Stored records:
+ + +
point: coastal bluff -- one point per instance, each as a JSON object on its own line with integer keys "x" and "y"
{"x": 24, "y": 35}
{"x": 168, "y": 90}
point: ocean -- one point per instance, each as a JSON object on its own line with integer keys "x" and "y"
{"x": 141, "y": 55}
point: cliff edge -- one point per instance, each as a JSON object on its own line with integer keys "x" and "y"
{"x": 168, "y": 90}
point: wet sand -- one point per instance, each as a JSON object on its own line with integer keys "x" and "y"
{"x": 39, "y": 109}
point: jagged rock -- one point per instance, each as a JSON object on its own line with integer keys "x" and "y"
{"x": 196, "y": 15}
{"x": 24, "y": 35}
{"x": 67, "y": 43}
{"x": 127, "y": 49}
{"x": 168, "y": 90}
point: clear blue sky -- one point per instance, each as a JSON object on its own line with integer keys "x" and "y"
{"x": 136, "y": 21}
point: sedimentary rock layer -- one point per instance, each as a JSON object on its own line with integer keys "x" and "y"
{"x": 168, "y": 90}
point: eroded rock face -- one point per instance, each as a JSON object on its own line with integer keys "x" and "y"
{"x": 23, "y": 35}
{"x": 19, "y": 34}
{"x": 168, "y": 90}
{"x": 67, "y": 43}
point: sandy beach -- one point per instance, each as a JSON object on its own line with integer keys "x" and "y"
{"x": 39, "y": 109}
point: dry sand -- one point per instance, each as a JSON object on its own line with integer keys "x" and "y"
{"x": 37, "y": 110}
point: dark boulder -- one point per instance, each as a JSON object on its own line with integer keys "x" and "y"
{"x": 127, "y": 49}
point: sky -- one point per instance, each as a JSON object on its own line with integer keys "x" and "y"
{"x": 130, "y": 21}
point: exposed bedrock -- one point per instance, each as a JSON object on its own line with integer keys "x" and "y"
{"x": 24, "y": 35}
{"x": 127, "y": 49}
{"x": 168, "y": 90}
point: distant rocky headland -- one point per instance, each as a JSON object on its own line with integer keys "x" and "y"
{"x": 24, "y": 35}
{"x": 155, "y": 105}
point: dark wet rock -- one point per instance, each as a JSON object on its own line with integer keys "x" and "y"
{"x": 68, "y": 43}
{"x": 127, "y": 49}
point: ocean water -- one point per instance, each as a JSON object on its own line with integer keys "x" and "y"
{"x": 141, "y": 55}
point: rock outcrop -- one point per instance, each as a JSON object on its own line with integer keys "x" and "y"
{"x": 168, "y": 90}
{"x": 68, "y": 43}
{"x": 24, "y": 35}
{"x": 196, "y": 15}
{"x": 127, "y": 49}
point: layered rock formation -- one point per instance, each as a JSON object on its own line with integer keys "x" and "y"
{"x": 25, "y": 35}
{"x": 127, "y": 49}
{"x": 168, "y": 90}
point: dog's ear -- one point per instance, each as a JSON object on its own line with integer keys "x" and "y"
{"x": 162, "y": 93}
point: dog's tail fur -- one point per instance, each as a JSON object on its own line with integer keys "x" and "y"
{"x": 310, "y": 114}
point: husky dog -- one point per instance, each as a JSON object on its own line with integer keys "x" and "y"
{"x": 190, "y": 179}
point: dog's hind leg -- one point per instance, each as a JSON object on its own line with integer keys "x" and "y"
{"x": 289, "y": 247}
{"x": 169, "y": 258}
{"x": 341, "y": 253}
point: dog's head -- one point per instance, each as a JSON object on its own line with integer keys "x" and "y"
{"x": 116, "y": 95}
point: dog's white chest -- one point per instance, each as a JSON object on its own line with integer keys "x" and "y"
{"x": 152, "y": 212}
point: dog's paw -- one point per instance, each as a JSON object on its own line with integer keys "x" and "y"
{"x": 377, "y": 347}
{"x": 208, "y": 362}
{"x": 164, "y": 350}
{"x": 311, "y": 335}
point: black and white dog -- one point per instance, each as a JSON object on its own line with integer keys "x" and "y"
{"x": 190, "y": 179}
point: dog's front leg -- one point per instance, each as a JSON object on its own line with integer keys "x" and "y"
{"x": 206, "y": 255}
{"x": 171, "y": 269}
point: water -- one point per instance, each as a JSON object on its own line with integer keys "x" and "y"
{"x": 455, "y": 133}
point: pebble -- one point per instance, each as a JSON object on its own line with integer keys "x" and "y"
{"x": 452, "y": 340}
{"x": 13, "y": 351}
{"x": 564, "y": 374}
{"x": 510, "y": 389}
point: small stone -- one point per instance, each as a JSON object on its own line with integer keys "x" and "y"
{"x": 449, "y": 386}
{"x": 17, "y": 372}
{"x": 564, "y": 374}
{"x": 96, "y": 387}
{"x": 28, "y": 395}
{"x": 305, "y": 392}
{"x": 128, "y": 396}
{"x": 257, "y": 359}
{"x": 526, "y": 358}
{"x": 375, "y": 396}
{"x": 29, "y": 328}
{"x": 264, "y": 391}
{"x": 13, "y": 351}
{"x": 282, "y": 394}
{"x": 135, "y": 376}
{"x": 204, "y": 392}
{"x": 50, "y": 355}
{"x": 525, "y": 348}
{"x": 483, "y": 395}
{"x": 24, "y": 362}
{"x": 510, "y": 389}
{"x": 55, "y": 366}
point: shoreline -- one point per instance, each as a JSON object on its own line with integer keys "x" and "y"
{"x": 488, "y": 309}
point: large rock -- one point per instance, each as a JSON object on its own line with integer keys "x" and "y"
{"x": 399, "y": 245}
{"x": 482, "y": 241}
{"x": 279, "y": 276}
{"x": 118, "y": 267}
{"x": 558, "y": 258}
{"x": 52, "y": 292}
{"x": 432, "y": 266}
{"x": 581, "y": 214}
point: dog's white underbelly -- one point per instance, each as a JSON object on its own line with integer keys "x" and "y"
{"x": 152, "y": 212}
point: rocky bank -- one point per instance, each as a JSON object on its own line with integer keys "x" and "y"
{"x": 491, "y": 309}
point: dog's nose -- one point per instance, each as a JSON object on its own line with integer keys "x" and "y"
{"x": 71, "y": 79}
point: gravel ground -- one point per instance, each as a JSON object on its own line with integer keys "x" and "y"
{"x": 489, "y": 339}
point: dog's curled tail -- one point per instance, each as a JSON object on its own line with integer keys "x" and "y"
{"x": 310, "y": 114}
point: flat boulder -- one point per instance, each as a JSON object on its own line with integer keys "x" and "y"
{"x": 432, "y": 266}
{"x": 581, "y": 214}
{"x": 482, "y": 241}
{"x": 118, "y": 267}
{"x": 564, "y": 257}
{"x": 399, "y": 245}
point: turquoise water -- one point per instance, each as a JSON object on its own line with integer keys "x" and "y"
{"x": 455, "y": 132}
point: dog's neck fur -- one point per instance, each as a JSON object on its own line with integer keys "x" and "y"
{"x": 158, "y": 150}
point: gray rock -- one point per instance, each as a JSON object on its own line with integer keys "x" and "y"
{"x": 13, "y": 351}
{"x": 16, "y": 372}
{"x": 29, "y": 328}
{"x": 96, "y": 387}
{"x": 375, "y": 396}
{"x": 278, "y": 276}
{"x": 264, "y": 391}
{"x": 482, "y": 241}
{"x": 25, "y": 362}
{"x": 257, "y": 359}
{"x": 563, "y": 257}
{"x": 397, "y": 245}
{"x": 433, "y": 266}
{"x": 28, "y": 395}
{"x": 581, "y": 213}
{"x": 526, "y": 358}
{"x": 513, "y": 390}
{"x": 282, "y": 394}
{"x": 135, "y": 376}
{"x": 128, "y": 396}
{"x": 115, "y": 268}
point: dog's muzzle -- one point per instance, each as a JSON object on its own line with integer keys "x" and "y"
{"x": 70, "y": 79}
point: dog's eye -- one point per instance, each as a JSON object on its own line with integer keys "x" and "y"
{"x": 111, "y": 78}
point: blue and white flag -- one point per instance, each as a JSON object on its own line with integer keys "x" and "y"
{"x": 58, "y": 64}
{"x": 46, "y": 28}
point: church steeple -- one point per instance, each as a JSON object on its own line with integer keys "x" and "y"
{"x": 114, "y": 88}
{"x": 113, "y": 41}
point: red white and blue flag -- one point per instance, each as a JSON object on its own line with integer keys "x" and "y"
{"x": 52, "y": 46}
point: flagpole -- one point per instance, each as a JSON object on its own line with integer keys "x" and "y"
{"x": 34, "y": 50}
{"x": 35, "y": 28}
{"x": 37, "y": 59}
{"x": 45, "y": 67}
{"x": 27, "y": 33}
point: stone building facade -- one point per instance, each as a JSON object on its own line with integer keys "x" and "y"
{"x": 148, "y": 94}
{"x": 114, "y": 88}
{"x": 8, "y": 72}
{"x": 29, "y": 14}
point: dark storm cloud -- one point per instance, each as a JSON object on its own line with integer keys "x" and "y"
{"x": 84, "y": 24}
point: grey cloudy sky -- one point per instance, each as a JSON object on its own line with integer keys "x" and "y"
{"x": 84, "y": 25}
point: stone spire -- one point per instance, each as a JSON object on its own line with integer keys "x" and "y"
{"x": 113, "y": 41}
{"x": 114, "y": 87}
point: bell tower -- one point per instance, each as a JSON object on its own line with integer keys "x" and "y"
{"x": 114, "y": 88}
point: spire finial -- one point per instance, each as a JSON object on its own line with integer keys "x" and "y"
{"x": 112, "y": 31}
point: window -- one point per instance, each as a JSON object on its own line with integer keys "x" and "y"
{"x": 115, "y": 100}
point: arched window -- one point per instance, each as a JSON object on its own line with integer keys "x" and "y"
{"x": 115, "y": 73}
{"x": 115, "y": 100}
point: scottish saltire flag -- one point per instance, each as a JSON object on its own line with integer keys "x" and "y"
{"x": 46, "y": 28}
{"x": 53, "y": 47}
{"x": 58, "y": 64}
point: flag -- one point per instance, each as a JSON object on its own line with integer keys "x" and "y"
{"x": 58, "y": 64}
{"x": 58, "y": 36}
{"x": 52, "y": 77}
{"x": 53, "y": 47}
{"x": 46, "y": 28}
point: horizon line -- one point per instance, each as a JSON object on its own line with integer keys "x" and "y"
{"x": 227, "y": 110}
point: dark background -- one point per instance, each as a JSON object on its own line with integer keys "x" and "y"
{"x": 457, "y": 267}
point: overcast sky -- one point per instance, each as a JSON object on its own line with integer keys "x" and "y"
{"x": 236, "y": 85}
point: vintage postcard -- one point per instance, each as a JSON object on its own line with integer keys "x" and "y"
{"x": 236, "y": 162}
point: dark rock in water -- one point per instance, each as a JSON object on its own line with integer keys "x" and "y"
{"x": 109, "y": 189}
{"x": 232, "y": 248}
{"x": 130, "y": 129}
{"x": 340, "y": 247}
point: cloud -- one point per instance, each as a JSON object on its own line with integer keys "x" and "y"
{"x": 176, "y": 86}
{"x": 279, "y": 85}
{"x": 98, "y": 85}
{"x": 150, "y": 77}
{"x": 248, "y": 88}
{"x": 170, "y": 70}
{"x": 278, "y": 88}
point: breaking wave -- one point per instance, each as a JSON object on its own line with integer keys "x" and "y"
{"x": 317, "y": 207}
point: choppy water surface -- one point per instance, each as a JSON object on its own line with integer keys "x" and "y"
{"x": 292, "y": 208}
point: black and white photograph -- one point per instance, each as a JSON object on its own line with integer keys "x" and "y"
+ + +
Written problem:
Everything from the line with "point: horizon line" through the last line of the material above should be echoed exactly, and nothing else.

Output for this exercise:
point: horizon line -- one point per instance, each as a JSON object on its own line with integer keys "x" and "y"
{"x": 227, "y": 110}
point: dark background -- one point per instance, each as a JSON object on its own line with integer keys "x" and "y"
{"x": 457, "y": 267}
point: overcast sky -- one point per instance, each as a JSON object on its own line with integer keys "x" and "y"
{"x": 236, "y": 85}
point: vintage postcard -- one point per instance, each as a JSON object on its own line with integer keys "x" and "y"
{"x": 236, "y": 162}
point: dark rock in water -- one point per instance, each as a JSON object on its own line with integer keys "x" and "y"
{"x": 109, "y": 189}
{"x": 232, "y": 248}
{"x": 130, "y": 129}
{"x": 340, "y": 247}
point: cloud -- one point per instance, each as a JSON object on its own line with integer keys "x" and "y"
{"x": 176, "y": 86}
{"x": 279, "y": 85}
{"x": 98, "y": 85}
{"x": 150, "y": 77}
{"x": 248, "y": 88}
{"x": 170, "y": 70}
{"x": 278, "y": 88}
point: breaking wave -- one point per instance, each as a JSON object on its own line with integer keys "x" and "y"
{"x": 317, "y": 207}
point: choppy water surface -- one point per instance, each as a JSON object on its own line with integer keys "x" and "y"
{"x": 292, "y": 208}
point: black and white photograph -- one point per instance, each as a JSON object on its own line with integer keys "x" and "y"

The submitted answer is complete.